→ DOCUMENT SEGMENT:
+===+
Built in 1882 by Salt Lake & Western Railway; became part of OSL&UN in 1889; to OSL in 1897; to SPLA&SL in 1903; to LA&SL in 1916.

Salt Lake & Western Railway

Robert Edwards (co-author of Utah Ghost Rails, 1989) told the author on February 28, 1979 that at one time, UP operated a passenger train from Salt Lake City to Lehi, and on to Los Angeles, via the Fairfield Branch.

Route

From Cutler (north of Lehi) on Utah Southern, west and southwest to Five Mile Pass, the south to Boulter Summit and Tintic Mining District.

LA&SL's Fairfield Branch was abandoned in three segments:

Stations (UP Fairfield Branch)

At Cutler (ex Lehi Junction) there was an enginehouse, coal bins, and ash pit. Just to the west was Lehi Manufacturing and Building Company (later General Refractories).

At the crossing with Rio Grande Western (later Mesa siding), note in ICC valuation drawing, "Salt Lake & Western R.R. paid $3,458.70 cost of raising grade and constructing bridge for R.G.W. Ry., verbal agreement, 1900."

Milestones

(Handwritten notes from LA&SL drawing 562-11; examined at UP Depot Annex, Salt Lake City, Utah, April 29, 1988)
+===+
→ SOURCE RECORDS:
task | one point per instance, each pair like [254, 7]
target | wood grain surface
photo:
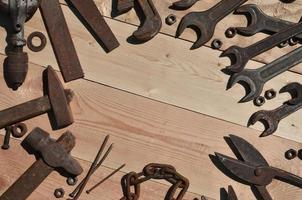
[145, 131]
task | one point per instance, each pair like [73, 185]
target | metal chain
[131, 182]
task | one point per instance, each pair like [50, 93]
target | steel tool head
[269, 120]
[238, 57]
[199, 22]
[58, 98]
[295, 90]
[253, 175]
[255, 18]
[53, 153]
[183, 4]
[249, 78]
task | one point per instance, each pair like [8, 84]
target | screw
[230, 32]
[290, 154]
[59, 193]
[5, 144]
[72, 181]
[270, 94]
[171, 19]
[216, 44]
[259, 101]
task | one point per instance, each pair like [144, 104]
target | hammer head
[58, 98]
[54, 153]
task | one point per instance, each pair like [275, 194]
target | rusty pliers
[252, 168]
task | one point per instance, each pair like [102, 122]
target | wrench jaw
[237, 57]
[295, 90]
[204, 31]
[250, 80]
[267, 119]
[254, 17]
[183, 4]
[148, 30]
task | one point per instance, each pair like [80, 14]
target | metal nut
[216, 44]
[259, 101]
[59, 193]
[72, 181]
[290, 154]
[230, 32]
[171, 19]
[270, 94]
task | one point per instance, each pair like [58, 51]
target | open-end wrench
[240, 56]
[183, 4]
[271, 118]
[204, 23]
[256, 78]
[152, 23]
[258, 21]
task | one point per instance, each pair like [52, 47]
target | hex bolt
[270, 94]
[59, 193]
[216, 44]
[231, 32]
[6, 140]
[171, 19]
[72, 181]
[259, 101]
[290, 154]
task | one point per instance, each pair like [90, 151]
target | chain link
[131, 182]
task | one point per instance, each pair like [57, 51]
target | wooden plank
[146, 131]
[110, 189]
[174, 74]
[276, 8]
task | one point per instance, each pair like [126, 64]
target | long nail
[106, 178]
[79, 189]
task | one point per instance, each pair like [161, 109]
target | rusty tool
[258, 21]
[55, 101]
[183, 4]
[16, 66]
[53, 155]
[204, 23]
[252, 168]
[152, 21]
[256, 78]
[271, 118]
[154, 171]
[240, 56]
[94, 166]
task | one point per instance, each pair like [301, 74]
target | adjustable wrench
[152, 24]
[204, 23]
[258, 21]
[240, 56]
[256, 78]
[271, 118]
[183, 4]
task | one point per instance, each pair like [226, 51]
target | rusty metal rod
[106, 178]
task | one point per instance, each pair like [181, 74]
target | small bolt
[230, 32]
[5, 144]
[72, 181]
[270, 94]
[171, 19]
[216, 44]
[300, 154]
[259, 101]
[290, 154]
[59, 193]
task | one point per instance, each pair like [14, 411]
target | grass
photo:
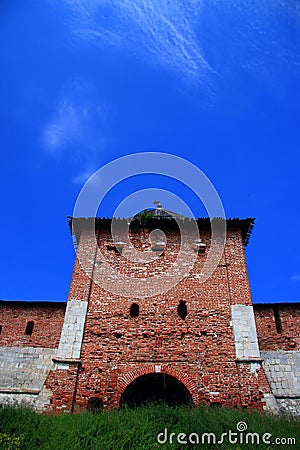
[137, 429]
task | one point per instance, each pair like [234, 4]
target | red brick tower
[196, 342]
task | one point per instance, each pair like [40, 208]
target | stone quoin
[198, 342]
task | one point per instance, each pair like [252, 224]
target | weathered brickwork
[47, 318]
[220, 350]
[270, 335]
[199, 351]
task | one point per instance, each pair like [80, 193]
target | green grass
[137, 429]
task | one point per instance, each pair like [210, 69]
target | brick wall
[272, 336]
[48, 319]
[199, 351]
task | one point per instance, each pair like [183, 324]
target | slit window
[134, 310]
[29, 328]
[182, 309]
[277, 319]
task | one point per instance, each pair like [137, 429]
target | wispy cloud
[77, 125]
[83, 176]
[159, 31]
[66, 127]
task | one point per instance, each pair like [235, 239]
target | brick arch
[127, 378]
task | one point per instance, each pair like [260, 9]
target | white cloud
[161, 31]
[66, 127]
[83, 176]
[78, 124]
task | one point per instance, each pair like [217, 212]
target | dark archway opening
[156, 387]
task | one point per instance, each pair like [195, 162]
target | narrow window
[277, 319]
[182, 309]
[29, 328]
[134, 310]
+===+
→ GIVEN EXERCISE 1: Please pull out every line of the listing that contains the string "tool", matching case exactly.
→ GIVEN EXERCISE 2: Carry on the Fairfield Branch history from its last line.

→ TASK OUTPUT 1:
target | steel tool head
target | rusty tool

→ TASK OUTPUT 2:
Timeline

(Events prior to 1922 did not involve the federal ICC because it was in 1922 the the U. S. Supreme Court decided that, as part of the Transportation Act of 1920, the ICC had jurisdiction over railroad mainline and branch operations, which included track construction and abandonment. Throughout the late 1920s and 1930s, the ICC increased its oversight to include any change in operation of the nation's railroads.)

(The Utah Public Service Commission maintained a limited jurisdiction over railroads in Utah, meaning that the PSC was involved only in major changes, not abandonment of lightly-used branchlines.)

August 29, 1918
LA&SL received Utah Public Utilities Commission approval to abandon service on southern 13.3 miles of the Fairfield Branch between Topliff and Boulter, where the branch connected with the main line of the Leamington Cut-off. The Fairfield Branch was the former Salt Lake & Western. The abandonment was protested by the Scranton Mining & Smelting Company, for its Del Monte Mine located a few miles east of Del Monte Station on the branch. (Public Service Commission of Utah, case 85)

May 10, 1921
Topliff (Mile Post 37.0) to Boulter (Mile Post 43.32) on Boulter Branch was abandoned. (Union Pacific AFE 3321, dated September 22, 1927, Work Order 7636, from LA&SL drawing 562-11)

October 31, 1927
LA&SL retired the southern 13.32 miles of the Fairfield Branch, from Mile Post 30.0 (Topliff) to Mile Post 43.32 (Boulter, connection to Leamington Cutoff main line). Operations were discontinued on September 6, 1918, after the August 29, 1918 approval for abandonment by the Utah Public Utilities Commission. (LA&SL A.F.E. 3321, dated September 22, 1927; LA&SL Work Order 7636, October 1927)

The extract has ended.